TASK INSTRUCTIONS
Collect every line in the items below that contains the word "window", and copy each one out. Case counts, so only lines where the letters match in case qualify.
·····
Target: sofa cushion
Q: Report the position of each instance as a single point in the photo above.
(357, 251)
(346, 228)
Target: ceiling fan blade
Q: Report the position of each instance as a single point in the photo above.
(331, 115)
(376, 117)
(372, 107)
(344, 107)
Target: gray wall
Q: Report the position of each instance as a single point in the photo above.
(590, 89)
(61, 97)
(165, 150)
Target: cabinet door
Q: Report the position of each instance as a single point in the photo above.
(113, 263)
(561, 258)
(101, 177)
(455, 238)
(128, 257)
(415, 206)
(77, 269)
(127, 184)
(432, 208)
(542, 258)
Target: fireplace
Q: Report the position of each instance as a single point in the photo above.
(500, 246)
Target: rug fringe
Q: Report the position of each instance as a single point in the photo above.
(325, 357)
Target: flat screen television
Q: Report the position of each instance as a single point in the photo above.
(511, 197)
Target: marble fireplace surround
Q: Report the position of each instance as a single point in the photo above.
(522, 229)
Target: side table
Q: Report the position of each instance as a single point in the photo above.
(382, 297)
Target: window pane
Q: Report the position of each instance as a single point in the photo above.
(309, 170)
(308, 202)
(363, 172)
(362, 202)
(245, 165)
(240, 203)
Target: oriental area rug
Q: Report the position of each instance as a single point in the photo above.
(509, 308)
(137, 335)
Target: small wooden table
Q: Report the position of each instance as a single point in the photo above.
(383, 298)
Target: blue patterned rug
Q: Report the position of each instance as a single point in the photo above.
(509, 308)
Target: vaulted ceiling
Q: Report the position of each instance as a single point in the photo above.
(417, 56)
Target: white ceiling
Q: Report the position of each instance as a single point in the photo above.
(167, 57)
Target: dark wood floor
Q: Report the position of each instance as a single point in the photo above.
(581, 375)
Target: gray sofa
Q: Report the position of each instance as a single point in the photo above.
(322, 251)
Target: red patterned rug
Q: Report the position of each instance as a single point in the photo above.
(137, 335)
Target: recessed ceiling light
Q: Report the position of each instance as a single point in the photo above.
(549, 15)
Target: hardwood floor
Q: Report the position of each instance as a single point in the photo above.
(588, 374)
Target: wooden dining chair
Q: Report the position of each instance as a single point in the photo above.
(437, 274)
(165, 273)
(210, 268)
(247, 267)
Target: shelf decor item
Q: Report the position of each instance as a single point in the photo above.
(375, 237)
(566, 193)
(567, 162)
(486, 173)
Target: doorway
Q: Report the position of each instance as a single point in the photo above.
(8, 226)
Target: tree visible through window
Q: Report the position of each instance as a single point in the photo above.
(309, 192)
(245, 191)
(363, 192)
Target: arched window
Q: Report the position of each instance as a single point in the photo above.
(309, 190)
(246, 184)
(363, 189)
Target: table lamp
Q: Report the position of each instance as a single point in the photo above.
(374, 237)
·····
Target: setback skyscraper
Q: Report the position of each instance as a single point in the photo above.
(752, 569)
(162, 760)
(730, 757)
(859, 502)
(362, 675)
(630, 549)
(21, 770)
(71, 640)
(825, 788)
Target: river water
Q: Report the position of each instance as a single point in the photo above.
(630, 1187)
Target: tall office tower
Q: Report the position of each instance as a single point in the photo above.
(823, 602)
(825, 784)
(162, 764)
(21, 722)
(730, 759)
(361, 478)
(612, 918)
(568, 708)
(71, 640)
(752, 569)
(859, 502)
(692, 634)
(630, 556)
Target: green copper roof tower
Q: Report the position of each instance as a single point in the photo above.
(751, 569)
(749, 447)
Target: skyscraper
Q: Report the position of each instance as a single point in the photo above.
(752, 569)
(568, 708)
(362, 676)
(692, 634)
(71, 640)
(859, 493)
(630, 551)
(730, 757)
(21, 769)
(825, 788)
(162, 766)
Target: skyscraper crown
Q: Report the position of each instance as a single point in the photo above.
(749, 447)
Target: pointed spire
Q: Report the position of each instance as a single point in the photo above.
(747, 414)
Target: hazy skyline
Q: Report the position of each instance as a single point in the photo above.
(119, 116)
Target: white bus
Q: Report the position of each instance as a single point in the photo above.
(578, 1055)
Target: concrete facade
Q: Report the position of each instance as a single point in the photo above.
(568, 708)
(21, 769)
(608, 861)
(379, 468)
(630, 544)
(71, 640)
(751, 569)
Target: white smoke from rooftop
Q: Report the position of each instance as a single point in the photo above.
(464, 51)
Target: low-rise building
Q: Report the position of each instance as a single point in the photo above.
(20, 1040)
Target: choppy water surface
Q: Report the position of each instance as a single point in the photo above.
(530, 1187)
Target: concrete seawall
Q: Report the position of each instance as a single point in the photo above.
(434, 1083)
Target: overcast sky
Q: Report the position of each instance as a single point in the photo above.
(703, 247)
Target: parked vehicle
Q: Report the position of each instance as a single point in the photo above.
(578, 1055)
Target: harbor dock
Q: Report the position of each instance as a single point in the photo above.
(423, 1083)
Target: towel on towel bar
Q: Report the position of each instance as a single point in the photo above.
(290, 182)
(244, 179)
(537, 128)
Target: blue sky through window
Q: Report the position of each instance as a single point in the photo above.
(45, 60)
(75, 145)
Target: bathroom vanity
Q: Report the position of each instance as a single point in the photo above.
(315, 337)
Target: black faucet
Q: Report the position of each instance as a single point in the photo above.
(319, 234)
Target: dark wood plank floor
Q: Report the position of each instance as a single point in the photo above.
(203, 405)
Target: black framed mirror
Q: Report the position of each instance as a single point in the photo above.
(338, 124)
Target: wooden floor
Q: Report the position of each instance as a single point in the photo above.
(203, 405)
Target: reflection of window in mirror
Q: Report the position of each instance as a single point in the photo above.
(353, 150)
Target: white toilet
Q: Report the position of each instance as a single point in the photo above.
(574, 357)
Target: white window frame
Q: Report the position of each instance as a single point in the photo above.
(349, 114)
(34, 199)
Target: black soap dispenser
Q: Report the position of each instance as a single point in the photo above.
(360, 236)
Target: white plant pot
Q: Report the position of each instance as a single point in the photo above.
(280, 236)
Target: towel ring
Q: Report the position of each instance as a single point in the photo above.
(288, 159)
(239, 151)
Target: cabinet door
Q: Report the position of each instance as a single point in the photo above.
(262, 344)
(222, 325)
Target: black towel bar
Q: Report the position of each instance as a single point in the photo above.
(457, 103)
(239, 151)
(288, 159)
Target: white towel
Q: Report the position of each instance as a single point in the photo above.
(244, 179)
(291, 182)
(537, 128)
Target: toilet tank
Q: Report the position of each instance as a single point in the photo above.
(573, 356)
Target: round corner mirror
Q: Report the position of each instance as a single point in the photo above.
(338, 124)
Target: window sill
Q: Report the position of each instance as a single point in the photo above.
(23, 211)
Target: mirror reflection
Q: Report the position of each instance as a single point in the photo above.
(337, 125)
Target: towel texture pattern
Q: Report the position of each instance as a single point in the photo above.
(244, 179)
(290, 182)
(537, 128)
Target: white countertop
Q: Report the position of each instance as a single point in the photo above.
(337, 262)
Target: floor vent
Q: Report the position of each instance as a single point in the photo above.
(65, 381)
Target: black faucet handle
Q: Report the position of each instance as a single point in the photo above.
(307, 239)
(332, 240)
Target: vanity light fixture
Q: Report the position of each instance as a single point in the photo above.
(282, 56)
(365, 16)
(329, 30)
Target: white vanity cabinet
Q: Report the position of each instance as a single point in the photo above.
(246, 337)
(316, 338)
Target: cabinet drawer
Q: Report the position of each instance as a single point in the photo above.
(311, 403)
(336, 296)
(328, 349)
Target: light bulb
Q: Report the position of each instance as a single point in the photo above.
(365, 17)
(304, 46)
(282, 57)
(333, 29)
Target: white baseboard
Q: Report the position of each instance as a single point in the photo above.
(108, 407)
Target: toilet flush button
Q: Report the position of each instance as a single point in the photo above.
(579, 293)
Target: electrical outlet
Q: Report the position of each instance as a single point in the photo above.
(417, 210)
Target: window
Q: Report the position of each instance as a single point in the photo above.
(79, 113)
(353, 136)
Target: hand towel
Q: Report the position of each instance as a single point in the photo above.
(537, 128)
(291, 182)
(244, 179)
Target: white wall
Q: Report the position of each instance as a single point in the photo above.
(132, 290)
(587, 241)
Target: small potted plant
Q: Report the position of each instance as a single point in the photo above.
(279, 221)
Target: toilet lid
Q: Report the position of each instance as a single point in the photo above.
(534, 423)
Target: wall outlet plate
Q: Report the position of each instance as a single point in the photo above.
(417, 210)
·····
SOLUTION TO THIS EXERCISE
Target: window pane
Target: tree visible through window
Target: arched window
Target: blue sky through window
Target: reflection of window in mirror
Target: white window frame
Target: window sill
Target: window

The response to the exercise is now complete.